BRIEF: Copy out the data below. Keep every word as it is.

(Records from a collection)
>>>

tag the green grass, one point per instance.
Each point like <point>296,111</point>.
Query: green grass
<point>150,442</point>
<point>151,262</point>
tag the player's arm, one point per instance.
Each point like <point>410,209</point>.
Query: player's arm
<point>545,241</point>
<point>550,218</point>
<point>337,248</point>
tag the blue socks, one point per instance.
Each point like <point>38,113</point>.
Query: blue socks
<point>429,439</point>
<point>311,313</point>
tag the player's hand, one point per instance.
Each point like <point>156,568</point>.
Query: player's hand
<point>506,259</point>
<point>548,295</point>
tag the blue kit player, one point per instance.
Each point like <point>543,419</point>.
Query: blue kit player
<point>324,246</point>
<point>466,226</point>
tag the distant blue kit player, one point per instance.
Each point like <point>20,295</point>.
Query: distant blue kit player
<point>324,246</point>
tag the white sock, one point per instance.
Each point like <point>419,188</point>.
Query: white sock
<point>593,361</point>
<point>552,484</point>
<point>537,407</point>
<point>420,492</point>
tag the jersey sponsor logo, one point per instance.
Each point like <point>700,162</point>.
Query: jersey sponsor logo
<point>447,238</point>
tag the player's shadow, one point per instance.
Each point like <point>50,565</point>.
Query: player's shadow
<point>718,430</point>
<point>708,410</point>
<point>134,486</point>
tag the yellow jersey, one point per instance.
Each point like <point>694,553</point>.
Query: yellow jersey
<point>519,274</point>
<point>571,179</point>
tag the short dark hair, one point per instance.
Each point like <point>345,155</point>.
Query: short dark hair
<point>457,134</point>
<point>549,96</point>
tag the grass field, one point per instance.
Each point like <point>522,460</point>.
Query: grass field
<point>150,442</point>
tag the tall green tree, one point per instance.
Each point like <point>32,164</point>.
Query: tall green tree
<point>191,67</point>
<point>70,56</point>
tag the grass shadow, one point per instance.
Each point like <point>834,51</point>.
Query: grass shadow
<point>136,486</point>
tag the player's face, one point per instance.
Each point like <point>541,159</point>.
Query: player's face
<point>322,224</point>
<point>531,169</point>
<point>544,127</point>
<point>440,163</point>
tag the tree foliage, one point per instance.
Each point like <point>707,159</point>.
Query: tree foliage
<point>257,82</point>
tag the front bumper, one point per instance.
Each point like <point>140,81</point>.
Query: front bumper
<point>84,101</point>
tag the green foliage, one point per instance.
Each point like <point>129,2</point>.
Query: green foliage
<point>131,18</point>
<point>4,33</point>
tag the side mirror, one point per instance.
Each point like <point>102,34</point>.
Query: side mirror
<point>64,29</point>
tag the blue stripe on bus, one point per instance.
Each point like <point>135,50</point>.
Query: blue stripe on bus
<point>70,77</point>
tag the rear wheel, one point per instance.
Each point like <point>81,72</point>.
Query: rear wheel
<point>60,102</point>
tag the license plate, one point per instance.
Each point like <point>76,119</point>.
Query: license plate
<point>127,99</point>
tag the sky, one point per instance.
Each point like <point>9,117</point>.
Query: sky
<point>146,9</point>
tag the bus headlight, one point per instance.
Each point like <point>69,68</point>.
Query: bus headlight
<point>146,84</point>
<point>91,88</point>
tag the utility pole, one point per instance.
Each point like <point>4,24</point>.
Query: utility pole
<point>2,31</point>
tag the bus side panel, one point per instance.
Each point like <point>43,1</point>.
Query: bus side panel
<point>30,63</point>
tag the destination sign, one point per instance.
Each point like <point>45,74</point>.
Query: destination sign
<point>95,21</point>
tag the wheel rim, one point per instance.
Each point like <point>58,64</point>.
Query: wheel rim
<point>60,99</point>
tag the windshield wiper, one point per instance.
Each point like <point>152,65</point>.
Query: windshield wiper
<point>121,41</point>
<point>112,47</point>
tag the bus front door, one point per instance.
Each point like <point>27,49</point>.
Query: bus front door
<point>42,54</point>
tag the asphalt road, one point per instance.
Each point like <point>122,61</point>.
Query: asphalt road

<<<

EXERCISE RESULT:
tag the green grass, one point per instance.
Each point like <point>296,111</point>.
Query: green grass
<point>150,442</point>
<point>151,262</point>
tag the player's arm, one point per instance.
Each point like <point>410,209</point>.
Query: player's arm
<point>545,241</point>
<point>550,218</point>
<point>337,248</point>
tag the blue socks, one point per instance.
Each point like <point>38,113</point>.
Query: blue socks
<point>429,439</point>
<point>311,313</point>
tag the player's hand, one point per instance.
Each point like <point>156,568</point>.
Query: player's hand
<point>506,259</point>
<point>548,295</point>
tag the blue kit player, one point per instance.
Each point like <point>543,419</point>.
Query: blue kit player
<point>324,246</point>
<point>466,226</point>
tag the distant blue kit player, one point per instance.
Each point like <point>20,295</point>.
Query: distant blue kit player
<point>324,246</point>
tag the white sock, one point per instance.
Each point like <point>419,188</point>.
Query: white sock
<point>593,361</point>
<point>552,484</point>
<point>537,407</point>
<point>420,492</point>
tag the jersey sponsor logo, one point per instance.
Each point like <point>700,162</point>.
Query: jersey sponsor logo
<point>447,238</point>
tag the player's shadow, one point per instance.
Each point like <point>50,565</point>.
Query: player's shadow
<point>718,430</point>
<point>708,410</point>
<point>134,486</point>
tag the yellow jersey, one point per instance.
Each point like <point>694,553</point>.
Query: yellow jersey
<point>519,274</point>
<point>571,179</point>
tag the short dark hair, one point per instance.
Each point like <point>345,155</point>.
Query: short dark hair
<point>457,134</point>
<point>549,96</point>
tag the grass field, one point per instance.
Each point like <point>522,460</point>.
Query: grass field
<point>150,442</point>
tag the tall green tree, one point per instance.
Each point like <point>32,164</point>.
Query: tall green tree
<point>191,67</point>
<point>70,56</point>
tag the grass shadow, one point per instance.
Each point like <point>834,51</point>.
Query: grass shadow
<point>136,486</point>
tag the player's face, one point per instance.
Each point like <point>541,159</point>.
Query: player's face
<point>322,224</point>
<point>531,169</point>
<point>544,127</point>
<point>440,163</point>
tag the tree foliage, one point per instance.
Each point like <point>707,159</point>.
Query: tree foliage
<point>257,82</point>
tag the front bumper, one point per instance.
Each point like <point>140,81</point>.
Query: front bumper
<point>84,101</point>
tag the green foliage, one point per instance.
Each point like <point>129,2</point>.
Query: green foliage
<point>131,18</point>
<point>4,33</point>
tag the side mirror, one point per instance.
Each point like <point>102,34</point>.
Query: side mirror
<point>64,29</point>
tag the blue stripe on bus, one point per instance.
Each point like <point>135,50</point>.
Query: blue stripe on bus
<point>70,77</point>
tag the rear wheel, one point per instance.
Each point like <point>81,72</point>.
Query: rear wheel
<point>60,102</point>
tag the license plate, one point per instance.
Each point like <point>76,119</point>.
Query: license plate
<point>127,99</point>
tag the sky, one point per instance.
Each point like <point>9,117</point>.
Query: sky
<point>146,9</point>
tag the bus headlight, one point per instance.
Each point like <point>69,68</point>.
Query: bus headlight
<point>146,84</point>
<point>91,88</point>
tag the utility pole, one point per instance.
Each point like <point>4,24</point>.
Query: utility pole
<point>2,31</point>
tag the bus side panel, one point per instance.
Each point like <point>43,1</point>.
Query: bus side panel
<point>30,63</point>
tag the destination sign, one point per instance.
Each point like <point>45,74</point>.
Query: destination sign
<point>95,21</point>
tag the wheel rim, one point per instance.
Each point like <point>58,64</point>.
Query: wheel rim
<point>60,99</point>
tag the windshield wiper, one point per instance.
Each point like <point>152,65</point>.
Query: windshield wiper
<point>121,41</point>
<point>112,47</point>
tag the bus front door, one point per instance.
Each point like <point>27,49</point>.
Query: bus front door
<point>42,54</point>
tag the asphalt road, one point per instance.
Each point like <point>122,61</point>.
Query: asphalt road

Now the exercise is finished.